Saved entries:
*** Begin section ***
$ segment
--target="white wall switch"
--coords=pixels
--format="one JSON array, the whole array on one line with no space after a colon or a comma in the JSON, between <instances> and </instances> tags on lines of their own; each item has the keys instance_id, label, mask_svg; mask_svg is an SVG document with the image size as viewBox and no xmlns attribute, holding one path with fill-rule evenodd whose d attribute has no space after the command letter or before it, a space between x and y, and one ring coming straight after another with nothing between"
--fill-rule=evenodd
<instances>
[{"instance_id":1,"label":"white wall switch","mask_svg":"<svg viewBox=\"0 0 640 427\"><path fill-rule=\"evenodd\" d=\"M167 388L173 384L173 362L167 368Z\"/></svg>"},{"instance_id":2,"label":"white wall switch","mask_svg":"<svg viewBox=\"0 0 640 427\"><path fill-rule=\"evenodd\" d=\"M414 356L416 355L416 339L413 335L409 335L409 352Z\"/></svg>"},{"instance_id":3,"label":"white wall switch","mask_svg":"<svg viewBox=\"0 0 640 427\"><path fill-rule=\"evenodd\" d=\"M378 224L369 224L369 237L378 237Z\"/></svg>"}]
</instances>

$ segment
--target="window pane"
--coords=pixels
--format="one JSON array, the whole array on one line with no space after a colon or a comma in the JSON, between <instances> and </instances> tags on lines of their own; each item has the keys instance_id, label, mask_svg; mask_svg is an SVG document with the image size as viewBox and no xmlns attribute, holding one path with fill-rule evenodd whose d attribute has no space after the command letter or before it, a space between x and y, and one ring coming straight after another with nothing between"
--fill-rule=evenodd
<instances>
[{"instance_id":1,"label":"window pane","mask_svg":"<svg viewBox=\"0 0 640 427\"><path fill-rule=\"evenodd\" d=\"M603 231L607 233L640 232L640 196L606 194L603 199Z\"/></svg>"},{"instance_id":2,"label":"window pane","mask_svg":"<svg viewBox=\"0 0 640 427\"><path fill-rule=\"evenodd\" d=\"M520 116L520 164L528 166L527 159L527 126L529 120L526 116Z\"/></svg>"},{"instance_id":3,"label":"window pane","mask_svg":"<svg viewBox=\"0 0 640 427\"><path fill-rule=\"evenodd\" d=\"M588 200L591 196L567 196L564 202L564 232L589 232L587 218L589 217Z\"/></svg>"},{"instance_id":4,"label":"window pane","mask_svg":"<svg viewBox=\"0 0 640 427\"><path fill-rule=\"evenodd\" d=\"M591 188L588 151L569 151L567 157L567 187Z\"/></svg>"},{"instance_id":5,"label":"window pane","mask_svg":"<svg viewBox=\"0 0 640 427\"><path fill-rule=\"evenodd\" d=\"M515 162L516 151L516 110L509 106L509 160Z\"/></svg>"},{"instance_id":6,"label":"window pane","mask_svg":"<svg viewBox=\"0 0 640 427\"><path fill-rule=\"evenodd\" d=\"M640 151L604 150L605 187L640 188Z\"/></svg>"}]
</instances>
*** End section ***
Exercise objective:
All entries are to be returned word for word.

Written answer:
$ segment
--target="white wall switch"
--coords=pixels
--format="one JSON array, the whole array on one line with no space after a colon or a comma in the JSON, between <instances> and </instances> tags on lines of their own; each item has the keys instance_id, label, mask_svg; mask_svg is an SVG document with the image size as viewBox and no xmlns attribute, holding one path with fill-rule evenodd whose d attribute has no space after the command letter or before it, a space between x and y, and one ring coming straight after another with nothing between"
--fill-rule=evenodd
<instances>
[{"instance_id":1,"label":"white wall switch","mask_svg":"<svg viewBox=\"0 0 640 427\"><path fill-rule=\"evenodd\" d=\"M167 388L173 384L173 362L167 368Z\"/></svg>"},{"instance_id":2,"label":"white wall switch","mask_svg":"<svg viewBox=\"0 0 640 427\"><path fill-rule=\"evenodd\" d=\"M414 356L416 355L416 339L413 335L409 335L409 352Z\"/></svg>"},{"instance_id":3,"label":"white wall switch","mask_svg":"<svg viewBox=\"0 0 640 427\"><path fill-rule=\"evenodd\" d=\"M378 224L369 224L369 237L378 237Z\"/></svg>"}]
</instances>

$ segment
--target="window pane"
--coords=pixels
--format="one JSON array, the whole array on one line with no space after a colon or a comma in the JSON, between <instances> and </instances> tags on lines of their own; each item has the keys instance_id, label, mask_svg; mask_svg is an SVG document with the image size as viewBox and no xmlns attribute, holding one path with fill-rule evenodd whose d attribute has no space after the command letter or before it, a space between x and y, and one ring coming straight after another with nothing between"
--fill-rule=evenodd
<instances>
[{"instance_id":1,"label":"window pane","mask_svg":"<svg viewBox=\"0 0 640 427\"><path fill-rule=\"evenodd\" d=\"M603 231L607 233L640 232L640 196L606 194L603 199Z\"/></svg>"},{"instance_id":2,"label":"window pane","mask_svg":"<svg viewBox=\"0 0 640 427\"><path fill-rule=\"evenodd\" d=\"M520 116L520 164L528 166L527 159L527 126L529 120L526 116Z\"/></svg>"},{"instance_id":3,"label":"window pane","mask_svg":"<svg viewBox=\"0 0 640 427\"><path fill-rule=\"evenodd\" d=\"M588 200L591 196L567 196L564 202L564 232L589 232L587 218L589 217Z\"/></svg>"},{"instance_id":4,"label":"window pane","mask_svg":"<svg viewBox=\"0 0 640 427\"><path fill-rule=\"evenodd\" d=\"M591 188L588 151L569 151L567 157L567 187Z\"/></svg>"},{"instance_id":5,"label":"window pane","mask_svg":"<svg viewBox=\"0 0 640 427\"><path fill-rule=\"evenodd\" d=\"M515 162L516 151L516 110L509 106L509 160Z\"/></svg>"},{"instance_id":6,"label":"window pane","mask_svg":"<svg viewBox=\"0 0 640 427\"><path fill-rule=\"evenodd\" d=\"M640 151L604 150L605 187L640 188Z\"/></svg>"}]
</instances>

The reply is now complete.